Search the entries below for "hair", and copy each line where it appears.
---------------
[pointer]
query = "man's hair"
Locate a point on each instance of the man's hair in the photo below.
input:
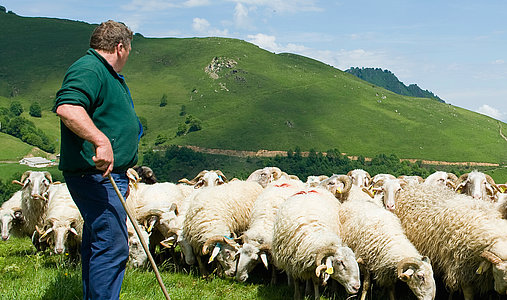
(109, 34)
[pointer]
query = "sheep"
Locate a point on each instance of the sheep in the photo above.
(381, 176)
(360, 177)
(146, 174)
(34, 201)
(465, 239)
(265, 175)
(11, 216)
(257, 239)
(137, 256)
(63, 224)
(306, 241)
(214, 216)
(386, 191)
(411, 178)
(206, 178)
(442, 178)
(477, 185)
(376, 236)
(313, 181)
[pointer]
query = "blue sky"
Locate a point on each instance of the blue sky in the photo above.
(456, 49)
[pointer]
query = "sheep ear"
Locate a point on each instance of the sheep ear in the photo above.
(405, 276)
(264, 259)
(214, 253)
(483, 267)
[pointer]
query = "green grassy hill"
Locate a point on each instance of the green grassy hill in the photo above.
(254, 100)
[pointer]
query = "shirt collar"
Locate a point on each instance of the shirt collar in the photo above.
(92, 51)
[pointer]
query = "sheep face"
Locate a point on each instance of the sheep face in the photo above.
(249, 256)
(36, 183)
(345, 269)
(419, 278)
(6, 218)
(210, 178)
(227, 259)
(476, 185)
(359, 177)
(137, 255)
(57, 234)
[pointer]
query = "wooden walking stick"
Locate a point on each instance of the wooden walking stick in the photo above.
(143, 242)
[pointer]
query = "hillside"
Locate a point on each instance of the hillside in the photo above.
(389, 81)
(246, 98)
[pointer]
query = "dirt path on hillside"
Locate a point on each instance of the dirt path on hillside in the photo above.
(267, 153)
(501, 134)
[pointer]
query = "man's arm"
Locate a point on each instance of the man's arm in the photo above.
(77, 120)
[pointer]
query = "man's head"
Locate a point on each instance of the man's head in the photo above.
(108, 35)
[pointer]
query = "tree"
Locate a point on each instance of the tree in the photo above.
(183, 110)
(182, 129)
(16, 108)
(144, 123)
(160, 139)
(163, 100)
(35, 110)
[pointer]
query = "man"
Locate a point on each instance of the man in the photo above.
(99, 136)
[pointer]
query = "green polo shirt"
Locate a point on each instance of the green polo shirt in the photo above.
(92, 83)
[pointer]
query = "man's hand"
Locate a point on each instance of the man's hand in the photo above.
(104, 158)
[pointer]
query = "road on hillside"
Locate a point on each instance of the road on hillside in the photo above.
(267, 153)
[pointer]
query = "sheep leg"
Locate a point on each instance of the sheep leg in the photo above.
(468, 293)
(391, 293)
(316, 288)
(366, 285)
(202, 267)
(297, 289)
(273, 275)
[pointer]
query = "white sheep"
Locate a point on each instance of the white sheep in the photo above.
(11, 216)
(465, 239)
(137, 256)
(360, 177)
(34, 200)
(313, 181)
(63, 224)
(442, 178)
(385, 192)
(214, 216)
(306, 241)
(265, 175)
(478, 185)
(206, 178)
(377, 238)
(257, 239)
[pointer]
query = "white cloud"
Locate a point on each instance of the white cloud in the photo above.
(241, 18)
(283, 5)
(196, 3)
(490, 111)
(149, 5)
(202, 26)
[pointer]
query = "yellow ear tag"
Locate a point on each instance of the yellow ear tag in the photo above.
(479, 270)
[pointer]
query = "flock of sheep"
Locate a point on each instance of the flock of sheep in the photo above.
(340, 228)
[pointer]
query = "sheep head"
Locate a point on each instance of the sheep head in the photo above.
(224, 251)
(418, 274)
(496, 258)
(249, 255)
(340, 264)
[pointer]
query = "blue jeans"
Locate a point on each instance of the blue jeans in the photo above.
(104, 249)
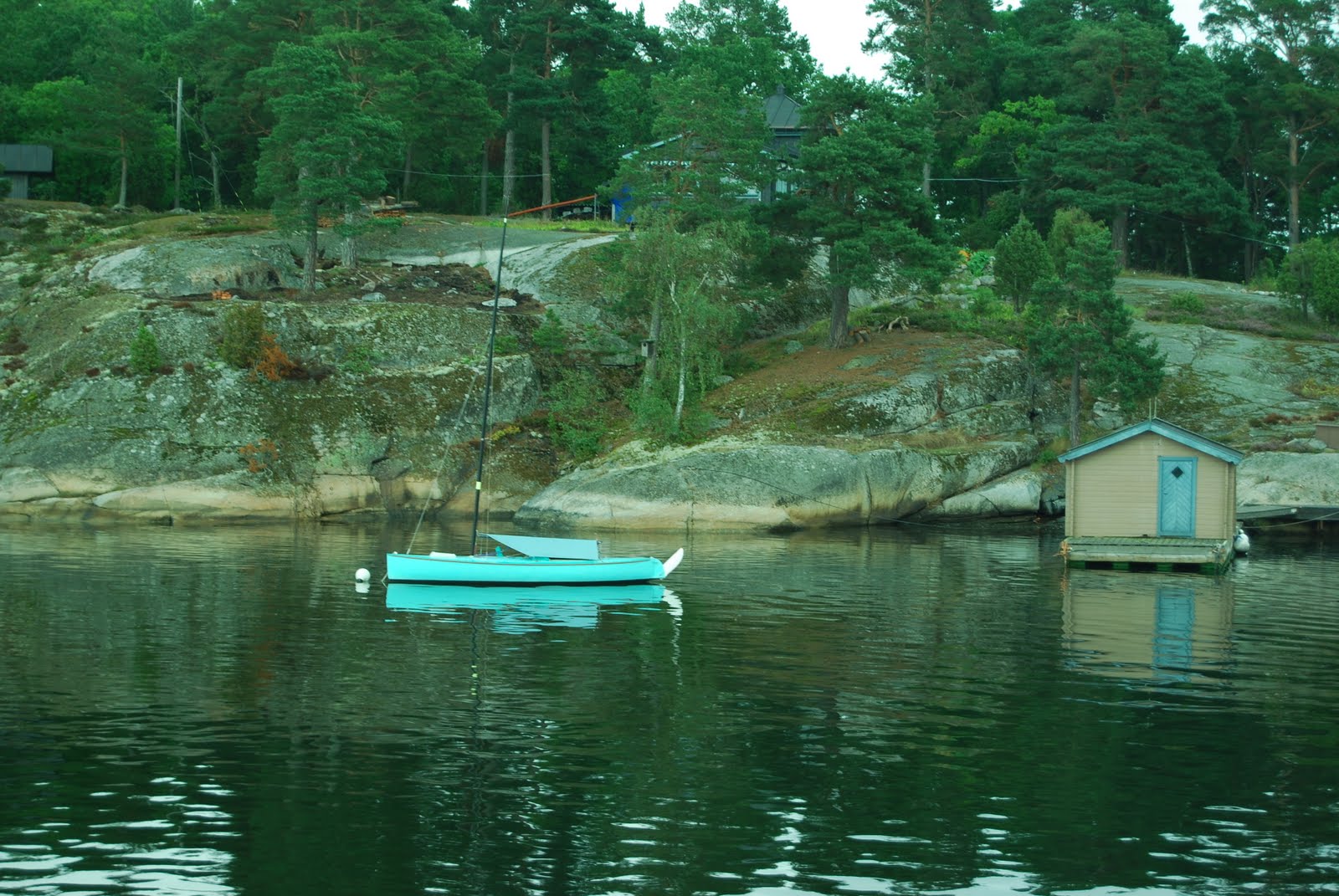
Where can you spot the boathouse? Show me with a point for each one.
(1151, 496)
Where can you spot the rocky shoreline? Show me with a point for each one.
(385, 418)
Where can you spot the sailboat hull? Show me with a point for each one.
(446, 570)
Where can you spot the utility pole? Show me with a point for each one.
(177, 192)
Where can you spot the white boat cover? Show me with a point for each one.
(552, 548)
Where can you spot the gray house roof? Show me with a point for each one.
(1160, 428)
(781, 111)
(26, 158)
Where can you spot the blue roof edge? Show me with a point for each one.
(1162, 428)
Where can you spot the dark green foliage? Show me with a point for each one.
(327, 149)
(863, 178)
(1021, 260)
(551, 336)
(145, 356)
(1310, 279)
(1080, 329)
(1068, 227)
(577, 421)
(244, 329)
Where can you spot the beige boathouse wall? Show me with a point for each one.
(1115, 492)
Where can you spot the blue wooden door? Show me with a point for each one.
(1176, 497)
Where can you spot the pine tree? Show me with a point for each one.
(325, 153)
(1021, 260)
(1081, 329)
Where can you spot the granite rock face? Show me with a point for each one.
(386, 417)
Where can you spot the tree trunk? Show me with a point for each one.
(314, 224)
(408, 165)
(312, 251)
(1294, 187)
(546, 129)
(1185, 244)
(649, 372)
(840, 296)
(509, 151)
(546, 171)
(1121, 234)
(683, 378)
(125, 173)
(1075, 403)
(348, 247)
(484, 181)
(216, 194)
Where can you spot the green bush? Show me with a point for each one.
(551, 335)
(244, 329)
(145, 356)
(576, 419)
(1187, 303)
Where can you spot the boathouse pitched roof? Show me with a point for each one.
(1160, 428)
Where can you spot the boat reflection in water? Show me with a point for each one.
(1160, 628)
(524, 610)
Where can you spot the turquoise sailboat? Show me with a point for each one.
(535, 560)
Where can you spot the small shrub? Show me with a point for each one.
(551, 335)
(576, 418)
(259, 456)
(144, 352)
(274, 362)
(244, 327)
(1187, 303)
(358, 359)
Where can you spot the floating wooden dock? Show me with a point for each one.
(1155, 555)
(1289, 513)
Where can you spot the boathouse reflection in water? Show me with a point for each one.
(1133, 626)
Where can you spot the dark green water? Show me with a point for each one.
(890, 711)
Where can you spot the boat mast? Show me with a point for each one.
(488, 390)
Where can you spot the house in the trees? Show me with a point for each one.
(785, 120)
(20, 162)
(1151, 494)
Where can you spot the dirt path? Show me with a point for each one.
(1136, 287)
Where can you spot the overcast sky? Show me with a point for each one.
(836, 28)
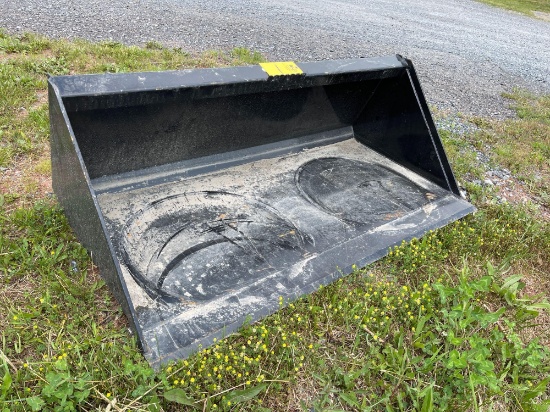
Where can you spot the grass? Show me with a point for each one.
(455, 320)
(522, 6)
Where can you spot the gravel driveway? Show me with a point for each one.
(466, 53)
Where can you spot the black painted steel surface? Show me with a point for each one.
(204, 195)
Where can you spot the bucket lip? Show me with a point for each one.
(117, 83)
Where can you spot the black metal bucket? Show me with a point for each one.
(204, 195)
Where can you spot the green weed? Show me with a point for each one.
(434, 326)
(522, 6)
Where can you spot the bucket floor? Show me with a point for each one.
(201, 254)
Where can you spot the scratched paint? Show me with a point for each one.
(199, 254)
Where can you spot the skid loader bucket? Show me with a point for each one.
(205, 195)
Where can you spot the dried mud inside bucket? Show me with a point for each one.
(199, 245)
(202, 253)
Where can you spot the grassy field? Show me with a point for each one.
(456, 320)
(522, 6)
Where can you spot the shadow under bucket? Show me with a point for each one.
(204, 195)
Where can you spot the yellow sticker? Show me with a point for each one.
(281, 68)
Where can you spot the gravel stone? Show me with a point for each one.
(466, 53)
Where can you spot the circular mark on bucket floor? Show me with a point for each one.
(202, 244)
(358, 192)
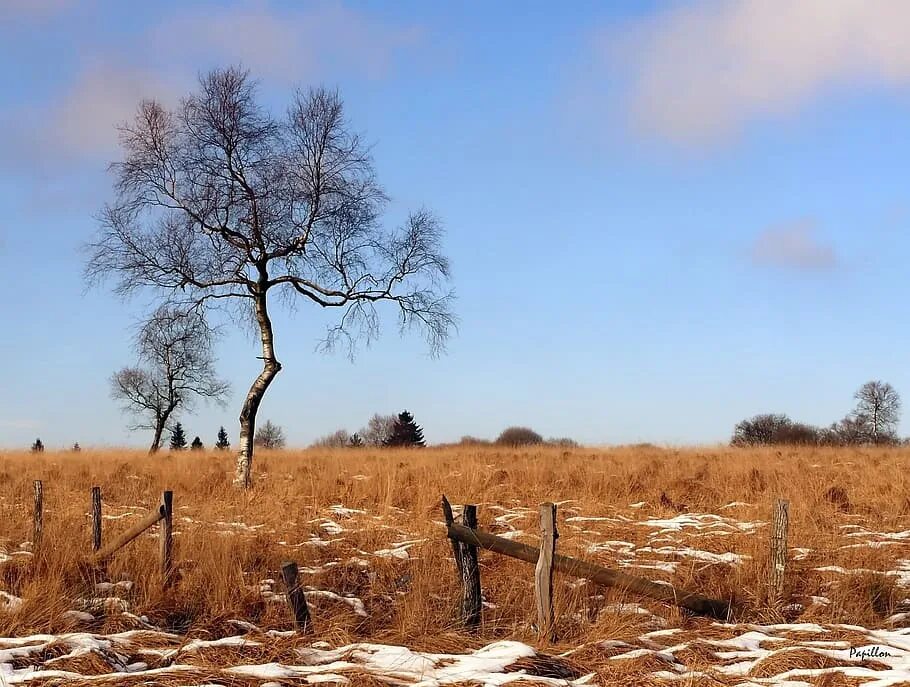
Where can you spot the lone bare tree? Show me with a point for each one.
(175, 367)
(878, 408)
(219, 201)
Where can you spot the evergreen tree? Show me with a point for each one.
(222, 444)
(405, 432)
(178, 438)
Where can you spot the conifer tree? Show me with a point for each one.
(405, 432)
(178, 438)
(222, 444)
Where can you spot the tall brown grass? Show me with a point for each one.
(221, 563)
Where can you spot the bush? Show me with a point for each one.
(269, 435)
(468, 440)
(405, 432)
(338, 439)
(519, 436)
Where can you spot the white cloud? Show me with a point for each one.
(793, 246)
(700, 72)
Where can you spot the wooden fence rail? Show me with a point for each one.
(691, 601)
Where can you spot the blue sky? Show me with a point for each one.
(660, 222)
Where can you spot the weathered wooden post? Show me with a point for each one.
(471, 598)
(38, 516)
(166, 536)
(295, 596)
(543, 573)
(96, 518)
(779, 525)
(456, 545)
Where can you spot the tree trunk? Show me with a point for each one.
(160, 423)
(156, 442)
(270, 368)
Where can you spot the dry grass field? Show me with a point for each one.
(366, 529)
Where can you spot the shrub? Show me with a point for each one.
(519, 436)
(378, 429)
(563, 442)
(468, 440)
(406, 432)
(269, 436)
(338, 439)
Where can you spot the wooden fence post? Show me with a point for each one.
(543, 573)
(456, 545)
(166, 536)
(96, 518)
(295, 595)
(38, 516)
(471, 599)
(779, 525)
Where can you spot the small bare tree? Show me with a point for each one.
(175, 368)
(878, 410)
(270, 436)
(337, 439)
(219, 201)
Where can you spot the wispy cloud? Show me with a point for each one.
(33, 10)
(282, 46)
(290, 44)
(700, 72)
(794, 246)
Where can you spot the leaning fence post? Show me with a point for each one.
(295, 595)
(166, 536)
(471, 599)
(96, 518)
(779, 525)
(38, 516)
(543, 573)
(456, 546)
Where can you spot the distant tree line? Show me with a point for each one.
(381, 430)
(873, 421)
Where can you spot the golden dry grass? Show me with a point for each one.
(228, 541)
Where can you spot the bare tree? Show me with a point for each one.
(219, 201)
(175, 368)
(378, 429)
(878, 410)
(270, 435)
(337, 439)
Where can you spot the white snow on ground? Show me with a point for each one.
(25, 659)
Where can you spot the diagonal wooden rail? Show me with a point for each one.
(691, 601)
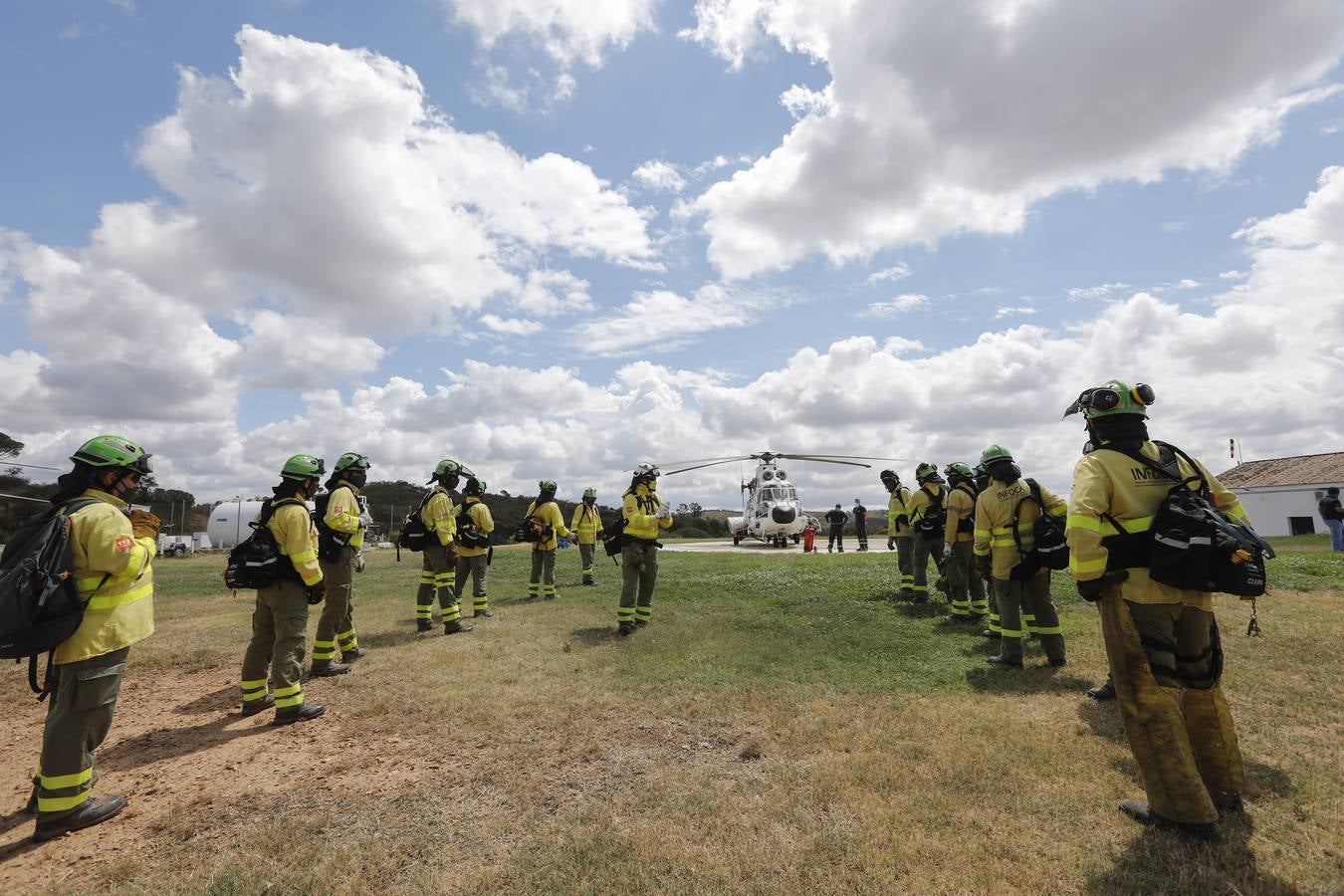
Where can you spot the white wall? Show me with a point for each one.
(1270, 507)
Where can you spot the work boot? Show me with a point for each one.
(1141, 811)
(92, 811)
(253, 707)
(329, 668)
(303, 712)
(1104, 692)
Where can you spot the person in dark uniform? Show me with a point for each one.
(860, 524)
(836, 519)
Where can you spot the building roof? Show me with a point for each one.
(1304, 469)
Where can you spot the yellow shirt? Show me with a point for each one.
(438, 515)
(484, 522)
(995, 511)
(342, 514)
(121, 610)
(1109, 483)
(638, 508)
(586, 523)
(548, 515)
(298, 539)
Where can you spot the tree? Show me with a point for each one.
(8, 446)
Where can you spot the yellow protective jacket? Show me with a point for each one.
(920, 500)
(1109, 484)
(342, 514)
(586, 523)
(438, 515)
(121, 610)
(549, 515)
(995, 511)
(897, 508)
(961, 506)
(484, 522)
(637, 507)
(298, 538)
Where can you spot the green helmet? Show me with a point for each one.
(992, 454)
(303, 466)
(926, 472)
(959, 469)
(351, 460)
(448, 466)
(113, 450)
(1113, 398)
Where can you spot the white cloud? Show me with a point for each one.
(887, 274)
(902, 304)
(659, 176)
(952, 117)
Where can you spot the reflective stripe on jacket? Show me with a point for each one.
(1128, 492)
(549, 515)
(342, 514)
(638, 507)
(298, 539)
(121, 611)
(586, 523)
(438, 516)
(995, 511)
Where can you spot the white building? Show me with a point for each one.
(1281, 493)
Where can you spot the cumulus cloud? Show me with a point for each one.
(953, 117)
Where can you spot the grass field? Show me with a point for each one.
(783, 726)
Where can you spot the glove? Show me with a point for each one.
(144, 524)
(1091, 588)
(984, 567)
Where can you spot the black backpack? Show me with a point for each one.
(934, 520)
(257, 561)
(1193, 545)
(414, 533)
(1048, 549)
(39, 606)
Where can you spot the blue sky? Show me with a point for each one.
(1013, 254)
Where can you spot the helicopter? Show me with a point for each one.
(771, 511)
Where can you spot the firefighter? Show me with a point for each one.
(280, 618)
(340, 542)
(112, 554)
(549, 522)
(836, 518)
(586, 526)
(1162, 642)
(860, 524)
(645, 514)
(928, 516)
(965, 587)
(437, 567)
(473, 547)
(898, 531)
(1020, 583)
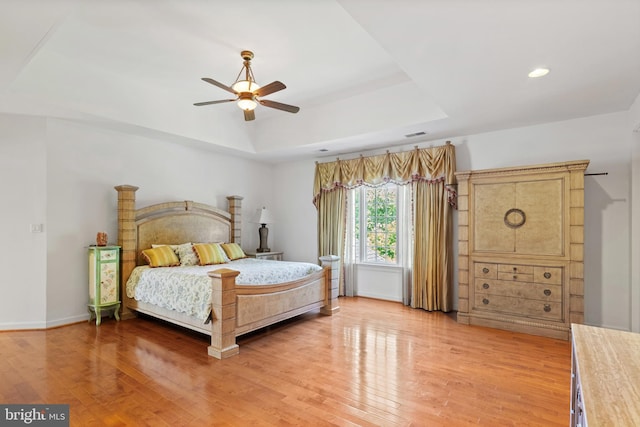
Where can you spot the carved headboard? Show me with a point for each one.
(171, 223)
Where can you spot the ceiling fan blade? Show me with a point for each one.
---------------
— Result of this task —
query = "man's hair"
Locate a point on each instance of the man's hair in the photo below.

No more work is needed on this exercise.